本文:
----
イップス(Yips)は、元来はゴルフのパット動作の際に、自分の思うような体の動きに反して、主に手首に不随意の力が加わり的を外してしまうということを示した言葉でした。その後、このような現象は様々なスポーツで認められるようになり、広く(多くは精神的な緊張を伴う、多分比較的時間をとれる場面で)不随意な運動により失敗をしてしまうことを示すようになっています。
定義は、上記のようなものだと思います。米国のメイヨークリニックのホームページを御覧ください。比較的信頼できる説明が出ています。
http://www.mayoclinic.org/diseases-conditions/yips/basics/definition/con-20031359

・医学的な「症状」なのか。
実際のケースをみていると、いわゆる「書痙」と同様の機序のものであるように思われます。
あまりよい解説ではありませんが、書痙についてはWikipediaも御覧ください。
http://ja.wikipedia.org/wiki/%E6%9B%B8%E7%97%99

・治すことができるのか。
治療は、薬物療法と非薬物療法にわかれます。薬物療法には、一般に神経症に用いる薬物、例えばベンゾジアゼピン系抗不安薬、選択的セロトニンとり込み阻害剤(SSRI)などが効果があることがあります。また、非薬物療法は精神療法と行動療法にわかれます。精神療法では背景にある過度の不安をおこす精神的なメカニズムがあるかどうかについて明らかにし、これを解決する方向で行います。行動療法は、様々な方法がありますが、私の研究室の卒業生の石原心(アスレティックトレーナー:NHK出演歴あり)が開発した方法が良いように思います。彼は、とくに野球の投手のイップスの治療に効果を上げる方法をもっています。方法については、必要あれば本人に直接お問い合わせください。
http://www.havana-trainers-room.com/

・メカニズムなど。
不明です。私が考えるメカニズムとしては、運動は一般に練習によって大脳基底核や小脳などを含んだ皮質下の構造に、無意識の運動の回路ができます。この回路がスムーズに動けば、トレーニングによって養われたスムーズで正確な運動ができるわけです。一方このような回路は、ヒトが意識できる大脳皮質の働きによっても制御されています。イップスでは、このような大脳皮質の活動が、多分不安などの要因で過度に皮質下のメカニズムに影響を与えてしまうために、元来あった好ましい回路が十分に作動せず、不随意な運動となってしまう可能性があると思います。過度の意識が、運動学習された好ましい回路を阻害してしまうというメカニズムです。イップスが、不安が高い時に強く出て、治療によって不安が解消すると改善することもこの事と一致しています。
----
データ:
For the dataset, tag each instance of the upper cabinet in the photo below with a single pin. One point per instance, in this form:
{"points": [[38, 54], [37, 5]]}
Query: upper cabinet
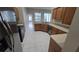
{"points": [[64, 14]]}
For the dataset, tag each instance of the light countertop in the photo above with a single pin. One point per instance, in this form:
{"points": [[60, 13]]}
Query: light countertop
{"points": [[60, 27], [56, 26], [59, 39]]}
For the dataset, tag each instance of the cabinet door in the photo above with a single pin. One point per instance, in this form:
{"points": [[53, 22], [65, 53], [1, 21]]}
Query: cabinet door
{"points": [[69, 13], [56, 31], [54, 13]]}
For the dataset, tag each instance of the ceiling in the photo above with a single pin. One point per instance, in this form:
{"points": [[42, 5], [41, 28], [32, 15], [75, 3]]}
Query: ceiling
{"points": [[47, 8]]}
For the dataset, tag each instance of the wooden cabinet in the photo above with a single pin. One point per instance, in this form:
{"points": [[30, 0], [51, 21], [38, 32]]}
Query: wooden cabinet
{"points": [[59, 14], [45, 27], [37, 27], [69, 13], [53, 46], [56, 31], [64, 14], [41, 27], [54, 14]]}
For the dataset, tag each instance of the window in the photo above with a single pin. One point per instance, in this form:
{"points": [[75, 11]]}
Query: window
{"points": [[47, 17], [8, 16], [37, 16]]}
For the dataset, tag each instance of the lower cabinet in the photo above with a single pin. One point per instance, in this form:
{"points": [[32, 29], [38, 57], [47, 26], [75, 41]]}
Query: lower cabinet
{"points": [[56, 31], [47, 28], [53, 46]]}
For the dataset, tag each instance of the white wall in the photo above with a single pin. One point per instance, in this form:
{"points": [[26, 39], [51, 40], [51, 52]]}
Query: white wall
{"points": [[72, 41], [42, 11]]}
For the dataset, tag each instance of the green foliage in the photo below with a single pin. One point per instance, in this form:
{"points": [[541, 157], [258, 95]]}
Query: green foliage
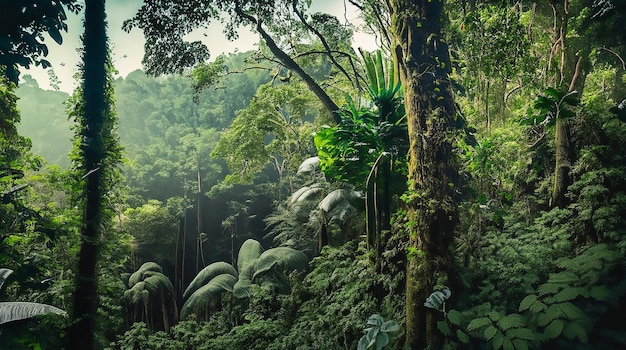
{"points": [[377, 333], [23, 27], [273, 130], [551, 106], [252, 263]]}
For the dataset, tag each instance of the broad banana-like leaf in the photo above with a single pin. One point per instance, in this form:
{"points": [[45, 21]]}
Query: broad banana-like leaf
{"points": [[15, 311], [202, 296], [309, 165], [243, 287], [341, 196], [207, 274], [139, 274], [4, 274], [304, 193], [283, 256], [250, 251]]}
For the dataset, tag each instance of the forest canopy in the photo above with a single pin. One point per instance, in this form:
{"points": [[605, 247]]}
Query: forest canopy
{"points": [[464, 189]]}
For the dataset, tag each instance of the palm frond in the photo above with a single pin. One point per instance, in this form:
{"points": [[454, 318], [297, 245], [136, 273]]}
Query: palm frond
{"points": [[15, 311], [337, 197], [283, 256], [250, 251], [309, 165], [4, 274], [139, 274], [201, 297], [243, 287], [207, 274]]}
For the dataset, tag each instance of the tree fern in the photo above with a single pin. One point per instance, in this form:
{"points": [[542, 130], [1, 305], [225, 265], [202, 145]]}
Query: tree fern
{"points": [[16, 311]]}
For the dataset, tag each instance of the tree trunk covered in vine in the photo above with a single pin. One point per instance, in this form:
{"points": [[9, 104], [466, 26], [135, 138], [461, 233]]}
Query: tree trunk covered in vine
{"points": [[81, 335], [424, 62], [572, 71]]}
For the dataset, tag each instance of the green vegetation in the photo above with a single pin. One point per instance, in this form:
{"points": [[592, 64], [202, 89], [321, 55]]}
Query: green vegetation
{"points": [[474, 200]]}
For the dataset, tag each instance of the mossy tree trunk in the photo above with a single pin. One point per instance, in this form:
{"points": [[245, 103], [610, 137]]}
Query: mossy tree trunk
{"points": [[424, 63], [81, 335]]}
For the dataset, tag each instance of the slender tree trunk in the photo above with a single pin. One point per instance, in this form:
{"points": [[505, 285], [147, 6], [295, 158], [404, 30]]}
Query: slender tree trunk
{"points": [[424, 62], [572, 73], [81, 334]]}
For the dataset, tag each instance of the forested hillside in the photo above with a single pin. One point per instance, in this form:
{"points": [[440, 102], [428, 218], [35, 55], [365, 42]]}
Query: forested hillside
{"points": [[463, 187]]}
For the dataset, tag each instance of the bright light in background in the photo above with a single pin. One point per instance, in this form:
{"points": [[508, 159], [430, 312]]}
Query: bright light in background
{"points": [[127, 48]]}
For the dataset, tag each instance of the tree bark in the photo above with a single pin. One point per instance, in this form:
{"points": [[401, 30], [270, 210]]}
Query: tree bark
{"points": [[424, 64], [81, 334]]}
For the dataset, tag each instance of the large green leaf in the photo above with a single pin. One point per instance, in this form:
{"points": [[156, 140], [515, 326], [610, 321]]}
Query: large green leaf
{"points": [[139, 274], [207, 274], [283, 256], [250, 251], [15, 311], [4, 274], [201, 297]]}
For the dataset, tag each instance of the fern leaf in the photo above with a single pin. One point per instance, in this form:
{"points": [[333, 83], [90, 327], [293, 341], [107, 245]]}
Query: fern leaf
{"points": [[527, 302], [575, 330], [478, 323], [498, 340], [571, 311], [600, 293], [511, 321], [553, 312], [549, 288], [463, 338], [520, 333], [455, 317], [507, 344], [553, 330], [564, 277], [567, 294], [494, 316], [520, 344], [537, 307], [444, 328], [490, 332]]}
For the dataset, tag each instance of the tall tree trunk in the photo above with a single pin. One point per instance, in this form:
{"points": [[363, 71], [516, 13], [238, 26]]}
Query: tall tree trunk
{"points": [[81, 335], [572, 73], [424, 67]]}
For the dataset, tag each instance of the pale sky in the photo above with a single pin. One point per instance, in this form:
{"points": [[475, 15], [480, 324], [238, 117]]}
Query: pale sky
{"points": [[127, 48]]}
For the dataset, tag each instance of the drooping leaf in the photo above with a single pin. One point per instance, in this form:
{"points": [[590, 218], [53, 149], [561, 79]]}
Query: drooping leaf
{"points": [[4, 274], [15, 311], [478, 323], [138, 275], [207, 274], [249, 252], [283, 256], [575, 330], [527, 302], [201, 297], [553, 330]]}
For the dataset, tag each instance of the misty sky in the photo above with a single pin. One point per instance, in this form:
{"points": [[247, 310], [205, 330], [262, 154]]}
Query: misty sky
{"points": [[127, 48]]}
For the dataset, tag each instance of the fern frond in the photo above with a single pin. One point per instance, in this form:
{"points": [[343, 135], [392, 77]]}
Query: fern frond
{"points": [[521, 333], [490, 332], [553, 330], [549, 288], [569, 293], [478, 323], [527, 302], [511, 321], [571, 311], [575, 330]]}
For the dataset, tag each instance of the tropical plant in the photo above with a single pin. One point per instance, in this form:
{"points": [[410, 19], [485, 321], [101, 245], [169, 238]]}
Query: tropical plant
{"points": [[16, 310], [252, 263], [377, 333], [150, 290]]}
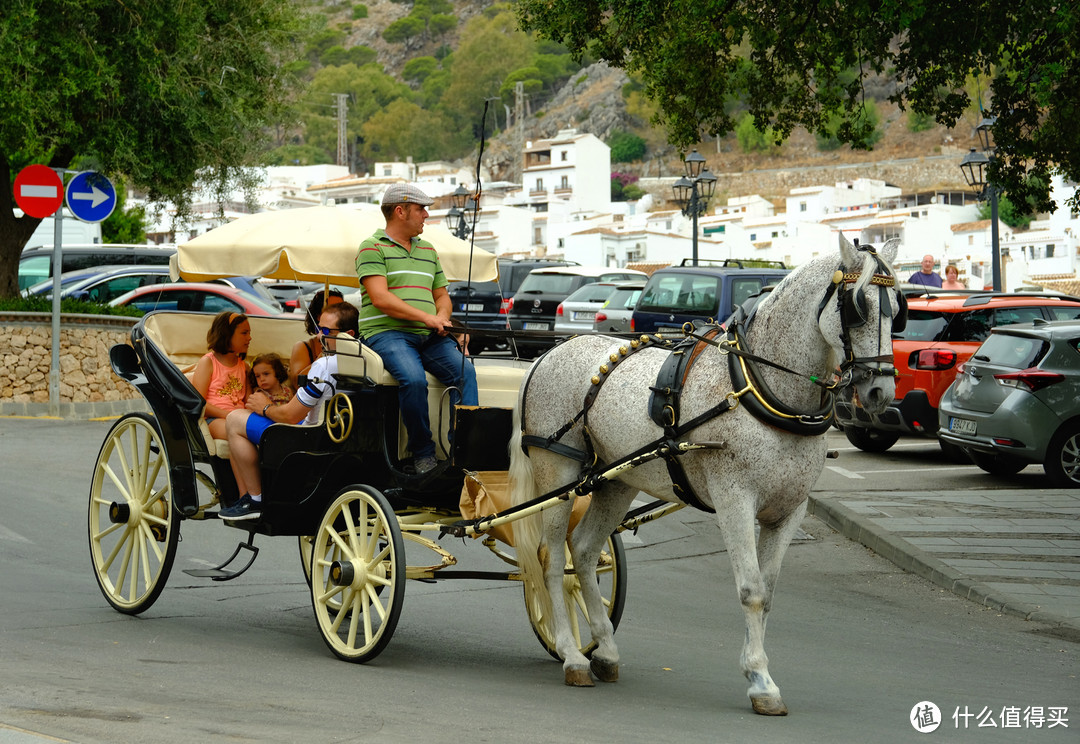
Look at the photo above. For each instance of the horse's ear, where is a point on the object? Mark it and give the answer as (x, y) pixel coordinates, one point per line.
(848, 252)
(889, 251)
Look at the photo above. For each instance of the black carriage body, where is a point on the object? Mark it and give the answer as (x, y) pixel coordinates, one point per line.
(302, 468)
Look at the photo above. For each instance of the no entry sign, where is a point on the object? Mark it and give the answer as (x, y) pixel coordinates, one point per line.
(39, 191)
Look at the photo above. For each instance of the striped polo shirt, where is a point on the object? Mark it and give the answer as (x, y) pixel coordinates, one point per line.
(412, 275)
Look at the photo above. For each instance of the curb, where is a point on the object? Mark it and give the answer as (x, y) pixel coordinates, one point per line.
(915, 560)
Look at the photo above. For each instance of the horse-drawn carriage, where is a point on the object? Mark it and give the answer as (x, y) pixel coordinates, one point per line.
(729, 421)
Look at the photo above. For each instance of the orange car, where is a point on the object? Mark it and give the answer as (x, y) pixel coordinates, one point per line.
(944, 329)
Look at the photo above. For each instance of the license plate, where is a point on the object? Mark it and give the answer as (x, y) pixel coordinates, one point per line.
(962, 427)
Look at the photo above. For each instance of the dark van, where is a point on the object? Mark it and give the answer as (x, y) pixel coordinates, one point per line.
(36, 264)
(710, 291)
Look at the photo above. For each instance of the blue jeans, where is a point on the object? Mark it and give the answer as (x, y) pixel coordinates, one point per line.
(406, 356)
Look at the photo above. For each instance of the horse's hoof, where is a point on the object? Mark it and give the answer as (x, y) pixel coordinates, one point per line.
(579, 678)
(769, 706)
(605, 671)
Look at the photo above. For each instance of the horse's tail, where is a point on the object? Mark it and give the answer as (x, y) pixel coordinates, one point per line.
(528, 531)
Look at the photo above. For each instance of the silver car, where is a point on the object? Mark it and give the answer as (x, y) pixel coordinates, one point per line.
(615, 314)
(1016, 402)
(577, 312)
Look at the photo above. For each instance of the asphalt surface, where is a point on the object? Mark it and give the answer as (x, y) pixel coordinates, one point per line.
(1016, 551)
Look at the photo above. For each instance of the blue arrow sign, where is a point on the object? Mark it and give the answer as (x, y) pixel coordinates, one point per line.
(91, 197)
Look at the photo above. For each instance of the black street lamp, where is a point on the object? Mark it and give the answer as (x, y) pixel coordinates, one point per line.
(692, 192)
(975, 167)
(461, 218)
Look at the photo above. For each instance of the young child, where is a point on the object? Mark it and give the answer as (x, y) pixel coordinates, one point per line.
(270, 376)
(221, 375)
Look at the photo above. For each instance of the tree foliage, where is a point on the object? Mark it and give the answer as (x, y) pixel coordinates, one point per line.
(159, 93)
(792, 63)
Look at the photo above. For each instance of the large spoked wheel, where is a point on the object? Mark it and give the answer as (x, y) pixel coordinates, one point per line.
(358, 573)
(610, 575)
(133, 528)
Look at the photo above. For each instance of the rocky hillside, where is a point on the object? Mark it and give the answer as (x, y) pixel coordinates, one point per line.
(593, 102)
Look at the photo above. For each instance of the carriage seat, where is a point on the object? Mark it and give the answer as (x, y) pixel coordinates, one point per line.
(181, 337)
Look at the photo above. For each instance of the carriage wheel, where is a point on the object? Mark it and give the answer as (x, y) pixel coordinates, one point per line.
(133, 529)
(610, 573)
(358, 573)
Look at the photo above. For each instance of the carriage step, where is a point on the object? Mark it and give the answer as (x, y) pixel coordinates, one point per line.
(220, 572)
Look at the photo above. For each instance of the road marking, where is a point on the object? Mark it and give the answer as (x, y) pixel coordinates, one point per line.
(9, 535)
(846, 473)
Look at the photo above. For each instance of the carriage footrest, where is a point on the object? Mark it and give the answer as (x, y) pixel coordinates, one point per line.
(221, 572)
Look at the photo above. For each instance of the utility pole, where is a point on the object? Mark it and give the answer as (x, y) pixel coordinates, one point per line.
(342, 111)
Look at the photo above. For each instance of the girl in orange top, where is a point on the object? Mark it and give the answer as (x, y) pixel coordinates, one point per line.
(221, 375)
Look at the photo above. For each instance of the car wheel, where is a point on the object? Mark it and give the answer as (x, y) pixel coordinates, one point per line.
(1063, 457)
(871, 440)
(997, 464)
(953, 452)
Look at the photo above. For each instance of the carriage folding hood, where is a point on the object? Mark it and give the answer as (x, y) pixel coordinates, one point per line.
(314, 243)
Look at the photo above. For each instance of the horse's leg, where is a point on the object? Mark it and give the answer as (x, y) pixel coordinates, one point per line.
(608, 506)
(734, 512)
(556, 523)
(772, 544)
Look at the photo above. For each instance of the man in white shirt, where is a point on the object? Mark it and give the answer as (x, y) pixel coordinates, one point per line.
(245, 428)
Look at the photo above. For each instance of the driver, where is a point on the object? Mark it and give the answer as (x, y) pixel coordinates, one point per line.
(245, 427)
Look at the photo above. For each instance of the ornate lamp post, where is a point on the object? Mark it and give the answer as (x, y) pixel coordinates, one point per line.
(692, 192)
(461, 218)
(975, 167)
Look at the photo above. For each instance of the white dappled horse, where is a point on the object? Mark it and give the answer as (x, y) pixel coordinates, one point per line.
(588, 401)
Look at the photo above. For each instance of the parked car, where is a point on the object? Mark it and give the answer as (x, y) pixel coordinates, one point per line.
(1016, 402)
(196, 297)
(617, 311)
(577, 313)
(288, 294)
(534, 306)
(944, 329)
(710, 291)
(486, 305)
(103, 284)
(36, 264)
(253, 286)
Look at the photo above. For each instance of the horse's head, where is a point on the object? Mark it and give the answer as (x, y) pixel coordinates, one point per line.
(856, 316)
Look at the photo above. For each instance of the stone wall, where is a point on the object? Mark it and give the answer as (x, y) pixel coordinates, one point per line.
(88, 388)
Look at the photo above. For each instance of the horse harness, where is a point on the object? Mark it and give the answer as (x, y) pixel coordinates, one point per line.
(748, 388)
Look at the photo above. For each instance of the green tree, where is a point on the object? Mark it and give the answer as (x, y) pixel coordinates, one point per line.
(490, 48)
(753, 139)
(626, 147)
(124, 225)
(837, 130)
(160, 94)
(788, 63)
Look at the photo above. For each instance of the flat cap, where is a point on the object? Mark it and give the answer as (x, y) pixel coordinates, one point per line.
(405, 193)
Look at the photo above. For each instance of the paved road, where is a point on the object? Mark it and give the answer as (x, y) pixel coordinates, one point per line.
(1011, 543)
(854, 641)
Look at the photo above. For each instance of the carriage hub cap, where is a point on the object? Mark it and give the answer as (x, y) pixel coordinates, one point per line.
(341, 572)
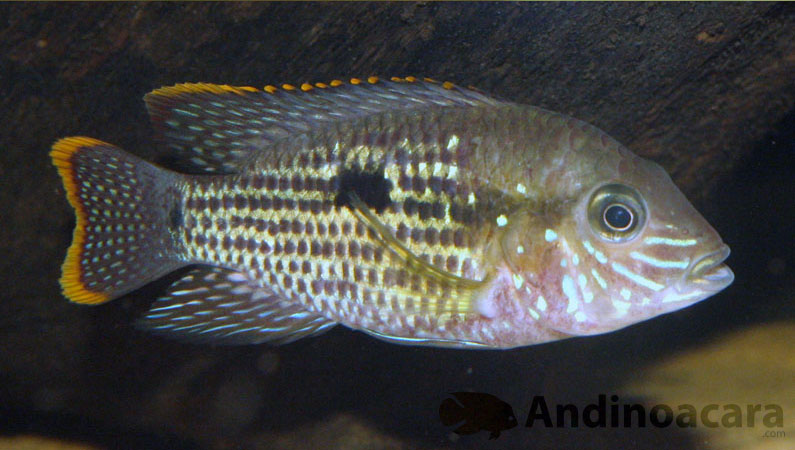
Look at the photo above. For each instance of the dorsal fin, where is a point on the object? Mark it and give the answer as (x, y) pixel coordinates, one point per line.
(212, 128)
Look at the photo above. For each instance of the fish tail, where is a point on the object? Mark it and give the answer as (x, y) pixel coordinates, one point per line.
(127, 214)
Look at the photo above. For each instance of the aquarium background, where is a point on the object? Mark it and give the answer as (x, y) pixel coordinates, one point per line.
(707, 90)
----
課題 1:
イップスについての本文で、筆者が考えるメカニズムでは、なぜ不随意な運動が起こるとされているか。1〜3文で説明しなさい。
課題 2:
イップスについての本文の「http://ja.wikipedia.org/wiki/%E6%9B%B8%E7%97%99」から「ともこの事と一致しています。」までを、その語句も含めて書き写しなさい。その際、「大脳皮質」を「大脳新皮質」に変えること。

解答欄 1:
練習によって、大脳基底核や小脳などを含む皮質下の構造に無意識の運動の回路ができる。この回路は、ヒトが意識できる大脳皮質の働きによっても制御されている。イップスでは、多分不安などの要因で大脳皮質の活動が皮質下のメカニズムに過度に影響を与えるため、元来あった好ましい回路が十分に作動せず、不随意な運動となってしまう可能性があると筆者は考えている。

解答欄 2:
http://ja.wikipedia.org/wiki/%E6%9B%B8%E7%97%99

・治すことができるのか。
治療は、薬物療法と非薬物療法にわかれます。薬物療法には、一般に神経症に用いる薬物、例えばベンゾジアゼピン系抗不安薬、選択的セロトニンとり込み阻害剤(SSRI)などが効果があることがあります。また、非薬物療法は精神療法と行動療法にわかれます。精神療法では背景にある過度の不安をおこす精神的なメカニズムがあるかどうかについて明らかにし、これを解決する方向で行います。行動療法は、様々な方法がありますが、私の研究室の卒業生の石原心(アスレティックトレーナー:NHK出演歴あり)が開発した方法が良いように思います。彼は、とくに野球の投手のイップスの治療に効果を上げる方法をもっています。方法については、必要あれば本人に直接お問い合わせください。
http://www.havana-trainers-room.com/

・メカニズムなど。
不明です。私が考えるメカニズムとしては、運動は一般に練習によって大脳基底核や小脳などを含んだ皮質下の構造に、無意識の運動の回路ができます。この回路がスムーズに動けば、トレーニングによって養われたスムーズで正確な運動ができるわけです。一方このような回路は、ヒトが意識できる大脳新皮質の働きによっても制御されています。イップスでは、このような大脳新皮質の活動が、多分不安などの要因で過度に皮質下のメカニズムに影響を与えてしまうために、元来あった好ましい回路が十分に作動せず、不随意な運動となってしまう可能性があると思います。過度の意識が、運動学習された好ましい回路を阻害してしまうというメカニズムです。イップスが、不安が高い時に強く出て、治療によって不安が解消すると改善することもこの事と一致しています。